▶ **INFORMATION SHOWN**:
----

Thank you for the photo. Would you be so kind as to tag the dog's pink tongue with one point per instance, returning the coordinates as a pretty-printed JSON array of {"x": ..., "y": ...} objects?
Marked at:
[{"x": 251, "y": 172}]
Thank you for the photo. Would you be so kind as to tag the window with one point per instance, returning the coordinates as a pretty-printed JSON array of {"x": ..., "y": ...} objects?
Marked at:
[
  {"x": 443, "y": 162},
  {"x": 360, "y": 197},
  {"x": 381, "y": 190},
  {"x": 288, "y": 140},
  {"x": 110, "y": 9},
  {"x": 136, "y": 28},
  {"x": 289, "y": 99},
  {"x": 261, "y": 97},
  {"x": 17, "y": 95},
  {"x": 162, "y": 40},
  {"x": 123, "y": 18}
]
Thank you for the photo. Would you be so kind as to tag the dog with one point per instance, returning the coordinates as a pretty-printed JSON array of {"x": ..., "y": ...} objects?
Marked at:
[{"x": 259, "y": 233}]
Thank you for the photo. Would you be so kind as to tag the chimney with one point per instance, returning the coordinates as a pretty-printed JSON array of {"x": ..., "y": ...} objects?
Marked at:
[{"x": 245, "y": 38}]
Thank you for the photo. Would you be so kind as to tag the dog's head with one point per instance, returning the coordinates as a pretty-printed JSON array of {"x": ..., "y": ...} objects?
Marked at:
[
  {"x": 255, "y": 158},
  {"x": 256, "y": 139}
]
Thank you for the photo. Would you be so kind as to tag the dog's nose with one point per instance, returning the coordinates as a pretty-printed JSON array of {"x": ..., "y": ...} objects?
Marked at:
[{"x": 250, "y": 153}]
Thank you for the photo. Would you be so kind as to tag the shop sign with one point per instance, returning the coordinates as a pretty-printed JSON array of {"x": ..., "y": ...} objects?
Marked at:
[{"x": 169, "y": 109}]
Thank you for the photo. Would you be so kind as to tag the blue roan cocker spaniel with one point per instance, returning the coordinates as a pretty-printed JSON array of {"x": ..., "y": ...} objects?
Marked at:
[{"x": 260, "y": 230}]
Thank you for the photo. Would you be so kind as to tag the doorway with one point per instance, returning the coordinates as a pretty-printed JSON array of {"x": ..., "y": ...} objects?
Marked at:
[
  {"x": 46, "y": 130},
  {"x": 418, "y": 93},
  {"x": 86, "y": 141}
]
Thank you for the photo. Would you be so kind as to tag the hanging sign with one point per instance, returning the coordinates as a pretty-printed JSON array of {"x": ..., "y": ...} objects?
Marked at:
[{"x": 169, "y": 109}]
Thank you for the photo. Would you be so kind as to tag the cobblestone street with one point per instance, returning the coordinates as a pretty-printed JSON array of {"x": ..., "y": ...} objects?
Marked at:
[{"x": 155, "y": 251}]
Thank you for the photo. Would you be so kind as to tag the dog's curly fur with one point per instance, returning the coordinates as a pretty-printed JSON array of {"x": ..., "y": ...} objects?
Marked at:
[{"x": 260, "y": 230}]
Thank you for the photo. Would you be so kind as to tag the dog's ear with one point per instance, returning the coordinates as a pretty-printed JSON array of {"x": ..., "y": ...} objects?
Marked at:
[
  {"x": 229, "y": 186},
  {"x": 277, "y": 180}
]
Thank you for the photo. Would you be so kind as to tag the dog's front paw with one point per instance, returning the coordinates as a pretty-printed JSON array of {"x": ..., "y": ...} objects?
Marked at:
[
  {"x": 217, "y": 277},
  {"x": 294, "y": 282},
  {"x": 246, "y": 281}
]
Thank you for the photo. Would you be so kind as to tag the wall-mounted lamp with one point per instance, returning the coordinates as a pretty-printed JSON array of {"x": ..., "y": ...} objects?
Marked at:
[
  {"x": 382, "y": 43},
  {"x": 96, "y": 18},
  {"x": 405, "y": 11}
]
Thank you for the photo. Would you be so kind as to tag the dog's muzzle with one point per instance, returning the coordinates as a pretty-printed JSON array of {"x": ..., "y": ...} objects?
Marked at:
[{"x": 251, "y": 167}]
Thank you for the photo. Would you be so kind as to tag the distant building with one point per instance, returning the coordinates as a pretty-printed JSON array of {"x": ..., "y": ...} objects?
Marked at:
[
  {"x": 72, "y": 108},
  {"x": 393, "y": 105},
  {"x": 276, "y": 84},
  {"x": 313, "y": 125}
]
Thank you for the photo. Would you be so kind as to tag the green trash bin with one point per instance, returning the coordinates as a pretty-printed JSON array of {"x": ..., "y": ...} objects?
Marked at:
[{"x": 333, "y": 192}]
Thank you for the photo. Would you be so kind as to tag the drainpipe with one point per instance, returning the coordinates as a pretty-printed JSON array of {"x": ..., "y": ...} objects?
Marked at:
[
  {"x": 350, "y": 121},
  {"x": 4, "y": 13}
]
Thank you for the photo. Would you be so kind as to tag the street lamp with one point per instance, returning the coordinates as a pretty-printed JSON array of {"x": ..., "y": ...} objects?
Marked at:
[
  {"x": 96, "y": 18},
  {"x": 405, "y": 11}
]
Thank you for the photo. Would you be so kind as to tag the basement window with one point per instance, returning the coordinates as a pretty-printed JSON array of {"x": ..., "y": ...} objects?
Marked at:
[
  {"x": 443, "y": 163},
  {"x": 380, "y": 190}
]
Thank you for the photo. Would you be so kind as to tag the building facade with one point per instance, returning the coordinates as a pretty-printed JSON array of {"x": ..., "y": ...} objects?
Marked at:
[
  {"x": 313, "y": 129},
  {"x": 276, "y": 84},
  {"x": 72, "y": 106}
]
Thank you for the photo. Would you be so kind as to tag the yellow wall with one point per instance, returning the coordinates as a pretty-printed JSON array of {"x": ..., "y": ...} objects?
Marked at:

----

▶ **WHAT IS REQUIRED**:
Your task is to output all of the data above word for word.

▶ **EXERCISE RESULT**:
Thank you for the photo. Would you be so kind as to tag the dog's pink tongue with one point per instance, returning the coordinates as a pretty-printed JSON array of {"x": ..., "y": ...} objects?
Marked at:
[{"x": 251, "y": 172}]
Thank you for the photo. Would you be so kind as to tag the window with one point per instance, returning the coordinates as a pretty-printed JSON array of {"x": ..., "y": ...} objects?
Marked at:
[
  {"x": 443, "y": 162},
  {"x": 360, "y": 197},
  {"x": 381, "y": 190},
  {"x": 288, "y": 140},
  {"x": 110, "y": 9},
  {"x": 136, "y": 28},
  {"x": 289, "y": 99},
  {"x": 261, "y": 97},
  {"x": 17, "y": 95},
  {"x": 162, "y": 40},
  {"x": 123, "y": 18}
]
Thank you for the photo. Would you be so kind as to tag the dog with one point per instance, returning the coordinates as a pretty-printed JSON array of {"x": ..., "y": ...} objects?
Marked at:
[{"x": 259, "y": 233}]
Thank you for the photo. Would you be so kind as to tag the chimney with one point per instance, returning the coordinates as a pretty-printed JSON array of {"x": ..., "y": ...} objects?
Marked at:
[{"x": 245, "y": 38}]
Thank you for the photo. Would you be so kind as to tag the dog's head with one point per instance, returning the coordinates as a pretty-printed JSON array of {"x": ..., "y": ...} objects?
Marked at:
[
  {"x": 255, "y": 158},
  {"x": 256, "y": 139}
]
Thank you for the photo. Would you be so kind as to tag the dog's nose with one point per instance, returning the coordinates as a pretty-printed JSON array of {"x": ..., "y": ...} objects?
Marked at:
[{"x": 250, "y": 153}]
Thank you for the photo. Would you be so kind as to tag the shop sign with one point per instance, returning the coordinates as a pretty-printed JSON array of {"x": ..., "y": ...} objects?
Marked at:
[{"x": 169, "y": 109}]
Thank you for the photo. Would you be so kind as to tag the blue roan cocker spaniel with one point per instance, returning the coordinates as a pretty-printed JSON array of {"x": ..., "y": ...} objects?
Marked at:
[{"x": 260, "y": 230}]
Thank you for the photo. Would you be so kind as to tag the doorway with one point per instance, returning the coordinates as a pretty-printed JSON array of {"x": ..., "y": ...} objects?
Marked at:
[
  {"x": 46, "y": 130},
  {"x": 418, "y": 93},
  {"x": 86, "y": 141}
]
Thank you for the photo. Would you be so kind as to tag the hanging sign with one point per instance, returning the coordinates as a pretty-printed JSON array of {"x": ..., "y": ...} objects?
Marked at:
[{"x": 169, "y": 109}]
Thank you for the photo. Would you be so kind as to tag the cobblestone street with one point per instance, returning the coordinates as a pretty-printed JSON array of {"x": ..., "y": ...} objects?
Marked at:
[{"x": 155, "y": 251}]
Thank you for the photo. Would you be so kind as to tag the dog's curly fur with one point per instance, returning the coordinates as a pretty-printed JSON array of {"x": ..., "y": ...} objects?
Marked at:
[{"x": 260, "y": 230}]
Thank you for the photo. Would you be so kind as to tag the dog's ear with one point per instance, returning the coordinates as a pretty-printed JSON array of {"x": ..., "y": ...} objects?
Marked at:
[
  {"x": 229, "y": 186},
  {"x": 277, "y": 180}
]
Thank you for the photo. Would you be so kind as to tag the dog's front paw with one point per instance, returning the coordinates as a pretty-printed JSON array of {"x": ..., "y": ...} objects?
Marked at:
[
  {"x": 217, "y": 277},
  {"x": 294, "y": 282},
  {"x": 246, "y": 281}
]
Thank you for the photo. Would you be so kind as to tag the wall-mounted lamp with one point per instance, returning the coordinates as a pretty-printed JSON array of {"x": ..., "y": ...} objects?
Marked at:
[
  {"x": 382, "y": 43},
  {"x": 96, "y": 18},
  {"x": 405, "y": 11}
]
Thank you for the photo. Would you be so kind as to tag the dog's muzzle with one point per instance, returning the coordinates as a pretty-printed JSON array of {"x": ..., "y": ...} objects?
Marked at:
[{"x": 251, "y": 167}]
Thank you for the photo. Would you be so kind as to tag the distant building with one point per instance, returning the coordinates as a pretty-printed JSON array of {"x": ..., "y": ...} objects?
Marked at:
[
  {"x": 72, "y": 108},
  {"x": 393, "y": 105},
  {"x": 276, "y": 84},
  {"x": 313, "y": 125}
]
Thank you for the photo. Would you be so kind as to tag the green trash bin with one point per instance, returning the coordinates as a pretty-printed JSON array of {"x": ..., "y": ...} objects?
Marked at:
[{"x": 333, "y": 192}]
Thank you for the photo. Would you be so kind as to tag the drainpipe with one point per instance, returning the coordinates as a pretty-printed JSON array of {"x": ..., "y": ...} objects?
Marked at:
[
  {"x": 350, "y": 121},
  {"x": 4, "y": 13}
]
Thank you for the photo. Would you be so kind as to tag the street lamp with one point per instance, returning the coordinates as a pretty-printed JSON array of {"x": ..., "y": ...} objects?
Marked at:
[
  {"x": 96, "y": 18},
  {"x": 405, "y": 11}
]
Thank you for the photo. Would you be so kind as to tag the basement window with one point per instance, returning the coordinates as a pretty-printed JSON array of {"x": ..., "y": ...} objects?
Marked at:
[
  {"x": 443, "y": 163},
  {"x": 380, "y": 190}
]
Thank you for the photo. Would you be so kind as to tag the building facade with one point per instance, returning the coordinates as a pretty-printed JSON array of {"x": ..., "y": ...} objects?
Marked at:
[
  {"x": 313, "y": 129},
  {"x": 276, "y": 84},
  {"x": 72, "y": 106}
]
Thank you for the photo. Would you be so kind as to tag the yellow wall with one point per instance, returning the coordinates as a pretty-printed JSON array of {"x": ..., "y": ...} objects?
Marked at:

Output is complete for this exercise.